INFORMATION PROVIDED:
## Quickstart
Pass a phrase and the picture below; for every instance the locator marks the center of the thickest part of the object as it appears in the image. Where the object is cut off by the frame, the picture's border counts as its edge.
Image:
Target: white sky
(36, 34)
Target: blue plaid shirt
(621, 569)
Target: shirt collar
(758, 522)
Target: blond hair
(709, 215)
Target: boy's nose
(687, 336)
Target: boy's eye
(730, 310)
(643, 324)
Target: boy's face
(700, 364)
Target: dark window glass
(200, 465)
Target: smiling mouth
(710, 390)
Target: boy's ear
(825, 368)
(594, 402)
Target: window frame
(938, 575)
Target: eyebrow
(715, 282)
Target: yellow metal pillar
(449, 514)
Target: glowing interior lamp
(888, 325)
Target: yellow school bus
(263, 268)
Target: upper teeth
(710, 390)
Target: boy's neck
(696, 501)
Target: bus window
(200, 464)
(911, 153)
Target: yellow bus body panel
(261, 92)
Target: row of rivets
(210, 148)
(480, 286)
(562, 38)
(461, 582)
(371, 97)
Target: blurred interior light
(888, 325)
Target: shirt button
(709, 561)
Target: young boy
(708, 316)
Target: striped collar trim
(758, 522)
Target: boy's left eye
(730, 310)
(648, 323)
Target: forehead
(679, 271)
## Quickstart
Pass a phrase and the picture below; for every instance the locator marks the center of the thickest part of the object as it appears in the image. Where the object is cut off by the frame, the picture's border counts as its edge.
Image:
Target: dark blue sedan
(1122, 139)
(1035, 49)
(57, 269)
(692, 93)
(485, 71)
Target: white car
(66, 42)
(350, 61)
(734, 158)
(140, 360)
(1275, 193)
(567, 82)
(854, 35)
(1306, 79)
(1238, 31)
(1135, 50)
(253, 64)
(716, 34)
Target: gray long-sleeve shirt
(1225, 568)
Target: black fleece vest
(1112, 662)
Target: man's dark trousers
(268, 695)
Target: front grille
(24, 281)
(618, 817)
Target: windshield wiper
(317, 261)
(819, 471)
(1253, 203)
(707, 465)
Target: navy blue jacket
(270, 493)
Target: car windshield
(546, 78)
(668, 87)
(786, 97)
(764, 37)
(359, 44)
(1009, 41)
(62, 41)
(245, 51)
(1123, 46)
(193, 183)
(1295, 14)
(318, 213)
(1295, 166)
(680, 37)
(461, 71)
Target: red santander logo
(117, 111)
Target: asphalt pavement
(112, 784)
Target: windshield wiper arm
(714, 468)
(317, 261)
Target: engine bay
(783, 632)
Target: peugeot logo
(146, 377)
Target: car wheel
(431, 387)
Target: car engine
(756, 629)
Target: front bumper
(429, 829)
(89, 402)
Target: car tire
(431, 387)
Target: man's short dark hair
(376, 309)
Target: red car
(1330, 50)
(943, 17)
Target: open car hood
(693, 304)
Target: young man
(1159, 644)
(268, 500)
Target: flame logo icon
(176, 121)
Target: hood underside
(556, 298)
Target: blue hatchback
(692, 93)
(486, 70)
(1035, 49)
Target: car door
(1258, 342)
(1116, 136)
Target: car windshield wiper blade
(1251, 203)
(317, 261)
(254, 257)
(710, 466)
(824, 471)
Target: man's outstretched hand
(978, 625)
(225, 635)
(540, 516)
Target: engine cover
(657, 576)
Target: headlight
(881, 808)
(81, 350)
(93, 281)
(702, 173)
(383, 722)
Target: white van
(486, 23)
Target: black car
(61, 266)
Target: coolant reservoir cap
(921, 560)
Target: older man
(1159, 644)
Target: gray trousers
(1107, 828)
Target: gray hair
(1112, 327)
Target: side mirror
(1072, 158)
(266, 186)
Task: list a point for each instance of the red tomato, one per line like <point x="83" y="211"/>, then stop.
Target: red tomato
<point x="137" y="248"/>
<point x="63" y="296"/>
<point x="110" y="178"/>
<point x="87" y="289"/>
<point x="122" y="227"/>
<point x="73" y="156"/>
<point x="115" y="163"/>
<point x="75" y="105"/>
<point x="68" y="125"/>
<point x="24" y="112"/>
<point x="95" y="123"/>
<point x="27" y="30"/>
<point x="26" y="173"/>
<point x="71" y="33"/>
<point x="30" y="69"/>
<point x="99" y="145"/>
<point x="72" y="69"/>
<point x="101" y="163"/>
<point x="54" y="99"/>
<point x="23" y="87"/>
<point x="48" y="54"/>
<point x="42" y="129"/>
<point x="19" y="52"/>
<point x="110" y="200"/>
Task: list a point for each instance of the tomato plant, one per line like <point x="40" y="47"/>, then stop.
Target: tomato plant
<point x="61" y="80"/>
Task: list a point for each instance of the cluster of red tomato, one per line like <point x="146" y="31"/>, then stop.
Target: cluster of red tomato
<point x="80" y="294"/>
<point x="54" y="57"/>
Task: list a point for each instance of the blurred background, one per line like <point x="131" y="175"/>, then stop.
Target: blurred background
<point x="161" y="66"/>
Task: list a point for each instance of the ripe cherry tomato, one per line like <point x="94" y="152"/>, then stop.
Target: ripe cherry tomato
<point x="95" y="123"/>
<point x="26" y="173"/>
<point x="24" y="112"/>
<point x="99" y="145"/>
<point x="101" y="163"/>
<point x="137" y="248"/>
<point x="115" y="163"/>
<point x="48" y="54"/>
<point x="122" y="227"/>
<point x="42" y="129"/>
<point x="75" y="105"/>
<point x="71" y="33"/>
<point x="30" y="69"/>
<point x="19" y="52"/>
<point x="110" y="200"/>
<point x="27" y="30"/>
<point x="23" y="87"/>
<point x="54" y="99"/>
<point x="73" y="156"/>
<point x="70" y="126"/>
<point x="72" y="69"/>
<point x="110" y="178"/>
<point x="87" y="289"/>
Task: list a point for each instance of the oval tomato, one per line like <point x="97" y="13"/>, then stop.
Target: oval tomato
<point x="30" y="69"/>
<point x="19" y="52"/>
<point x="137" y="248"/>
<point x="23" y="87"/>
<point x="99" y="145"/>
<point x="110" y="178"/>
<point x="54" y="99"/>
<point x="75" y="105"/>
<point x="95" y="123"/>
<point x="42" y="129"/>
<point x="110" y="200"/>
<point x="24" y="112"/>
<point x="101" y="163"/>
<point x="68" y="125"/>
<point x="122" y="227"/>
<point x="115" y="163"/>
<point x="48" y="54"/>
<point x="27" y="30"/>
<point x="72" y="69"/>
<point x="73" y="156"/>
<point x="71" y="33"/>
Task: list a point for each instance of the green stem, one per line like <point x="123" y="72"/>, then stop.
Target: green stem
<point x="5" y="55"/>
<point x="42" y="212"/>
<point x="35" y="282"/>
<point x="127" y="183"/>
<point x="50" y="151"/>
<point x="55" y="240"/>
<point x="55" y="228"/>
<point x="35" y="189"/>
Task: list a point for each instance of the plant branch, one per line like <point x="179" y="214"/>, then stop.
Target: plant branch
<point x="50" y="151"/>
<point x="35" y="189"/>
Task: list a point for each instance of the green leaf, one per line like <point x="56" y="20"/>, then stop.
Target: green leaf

REQUEST:
Reproduce all of the entries above line for line, keeping every character the same.

SOLUTION TO THE EXERCISE:
## Quickstart
Pass a phrase and the picture below; for every instance the locator marks the center of the thickest part of the object as it appears in the image. Where the object is cut off by the frame, the picture's border counts as its edge.
Image:
Target: white sky
(36, 34)
Target: blue plaid shirt
(621, 569)
Target: shirt collar
(758, 522)
Target: blond hair
(709, 215)
Target: boy's nose
(687, 336)
Target: boy's eye
(730, 310)
(643, 324)
Target: boy's face
(700, 364)
Target: dark window glass
(200, 465)
Target: smiling mouth
(710, 390)
Target: boy's ear
(825, 368)
(594, 402)
Target: window frame
(938, 575)
Target: eyebrow
(715, 282)
Target: yellow metal pillar
(449, 514)
Target: glowing interior lamp
(888, 325)
Target: yellow school bus
(263, 268)
Target: upper teeth
(710, 390)
Target: boy's neck
(696, 501)
Target: bus window
(200, 464)
(911, 153)
Target: yellow bus body panel
(261, 92)
Target: row of rivets
(210, 148)
(480, 286)
(562, 38)
(461, 582)
(371, 97)
Target: blurred interior light
(888, 325)
Target: shirt button
(709, 561)
Target: young boy
(708, 316)
Target: striped collar trim
(758, 522)
Target: boy's left eye
(730, 310)
(648, 323)
Target: forehead
(679, 271)
## Quickstart
Pass a phrase and the picture below; for every instance the locator marks the center of the thickest part of the object as it appears in the image. Where the object is cut off by the frame, the picture's border counts as its edge.
Image:
Target: dark blue sedan
(1122, 139)
(1035, 49)
(57, 269)
(692, 93)
(485, 71)
Target: white car
(66, 42)
(350, 61)
(734, 158)
(140, 360)
(1275, 193)
(567, 82)
(854, 35)
(1306, 79)
(1238, 31)
(1135, 50)
(253, 64)
(716, 34)
Target: gray long-sleeve shirt
(1225, 568)
Target: black fleece vest
(1112, 662)
Target: man's dark trousers
(268, 695)
Target: front grille
(24, 281)
(618, 817)
Target: windshield wiper
(317, 261)
(819, 471)
(1253, 203)
(707, 465)
Target: navy blue jacket
(270, 493)
Target: car windshield
(546, 78)
(668, 87)
(786, 97)
(764, 37)
(359, 44)
(1009, 41)
(62, 41)
(245, 51)
(1123, 46)
(193, 183)
(1295, 14)
(318, 213)
(1295, 166)
(680, 37)
(461, 71)
Target: red santander logo
(117, 111)
Target: asphalt pavement
(112, 784)
Target: windshield wiper arm
(714, 468)
(317, 261)
Target: engine bay
(783, 632)
Target: peugeot logo
(146, 377)
Target: car wheel
(431, 387)
Target: car engine
(756, 629)
Target: front bumper
(429, 829)
(89, 402)
Target: car tire
(431, 387)
Target: man's short dark hair
(376, 309)
Target: red car
(1330, 50)
(943, 17)
Target: open car hood
(693, 304)
Target: young man
(1159, 644)
(268, 500)
Target: flame logo icon
(176, 121)
Target: hood underside
(556, 298)
Target: blue hatchback
(692, 93)
(486, 70)
(1035, 49)
Target: car door
(1258, 342)
(1116, 136)
Target: car windshield wiper blade
(1251, 203)
(317, 261)
(254, 257)
(710, 466)
(824, 471)
Target: man's outstretched hand
(978, 625)
(225, 635)
(540, 516)
Target: engine cover
(657, 576)
Target: headlight
(881, 808)
(81, 350)
(93, 281)
(702, 173)
(383, 722)
Target: white van
(486, 23)
Target: black car
(61, 266)
Target: coolant reservoir cap
(921, 560)
Target: older man
(1159, 644)
Target: gray trousers
(1107, 828)
Target: gray hair
(1112, 327)
Target: side mirror
(1072, 158)
(266, 186)
Task: list a point for each instance of the red tomato, one per line like <point x="83" y="211"/>, then stop.
Target: red tomato
<point x="137" y="248"/>
<point x="63" y="296"/>
<point x="110" y="178"/>
<point x="87" y="289"/>
<point x="122" y="227"/>
<point x="73" y="156"/>
<point x="115" y="163"/>
<point x="75" y="105"/>
<point x="68" y="125"/>
<point x="24" y="112"/>
<point x="95" y="123"/>
<point x="27" y="30"/>
<point x="26" y="173"/>
<point x="71" y="33"/>
<point x="30" y="69"/>
<point x="99" y="145"/>
<point x="72" y="69"/>
<point x="101" y="163"/>
<point x="54" y="99"/>
<point x="23" y="87"/>
<point x="48" y="54"/>
<point x="42" y="129"/>
<point x="19" y="52"/>
<point x="110" y="200"/>
Task: list a point for each instance of the tomato plant, one per line like <point x="40" y="47"/>, then stop.
Target: tomato plant
<point x="61" y="80"/>
Task: list a point for each instance of the cluster of red tomato, one per line like <point x="146" y="31"/>, then stop.
Target: cluster of red tomato
<point x="80" y="294"/>
<point x="54" y="57"/>
Task: list a point for each instance of the blurred background, one per line like <point x="131" y="175"/>, then stop.
Target: blurred background
<point x="161" y="66"/>
Task: list a point for each instance of the ripe cherry tomato, one per line like <point x="94" y="152"/>, then stop.
Target: ripe cherry tomato
<point x="95" y="123"/>
<point x="26" y="173"/>
<point x="24" y="112"/>
<point x="99" y="145"/>
<point x="101" y="163"/>
<point x="137" y="248"/>
<point x="115" y="163"/>
<point x="48" y="54"/>
<point x="122" y="227"/>
<point x="42" y="129"/>
<point x="75" y="105"/>
<point x="71" y="33"/>
<point x="30" y="69"/>
<point x="19" y="52"/>
<point x="110" y="200"/>
<point x="27" y="30"/>
<point x="23" y="87"/>
<point x="54" y="99"/>
<point x="73" y="156"/>
<point x="70" y="126"/>
<point x="72" y="69"/>
<point x="110" y="178"/>
<point x="87" y="289"/>
Task: list a point for each instance of the oval tomato, one per line like <point x="97" y="13"/>, then stop.
Target: oval tomato
<point x="30" y="69"/>
<point x="19" y="52"/>
<point x="137" y="248"/>
<point x="23" y="87"/>
<point x="99" y="145"/>
<point x="110" y="178"/>
<point x="54" y="99"/>
<point x="75" y="105"/>
<point x="95" y="123"/>
<point x="42" y="129"/>
<point x="110" y="200"/>
<point x="24" y="112"/>
<point x="101" y="163"/>
<point x="68" y="125"/>
<point x="122" y="227"/>
<point x="115" y="163"/>
<point x="48" y="54"/>
<point x="27" y="30"/>
<point x="72" y="69"/>
<point x="73" y="156"/>
<point x="71" y="33"/>
Task: list a point for each instance of the green stem, one per line like <point x="123" y="72"/>, then stop.
Target: green stem
<point x="5" y="55"/>
<point x="42" y="212"/>
<point x="35" y="282"/>
<point x="127" y="183"/>
<point x="50" y="151"/>
<point x="55" y="240"/>
<point x="55" y="228"/>
<point x="35" y="189"/>
Task: list a point for each instance of the plant branch, one per line like <point x="179" y="214"/>, then stop.
Target: plant branch
<point x="50" y="151"/>
<point x="35" y="189"/>
Task: list a point for each instance of the green leaf, one per line like <point x="56" y="20"/>, then stop.
Target: green leaf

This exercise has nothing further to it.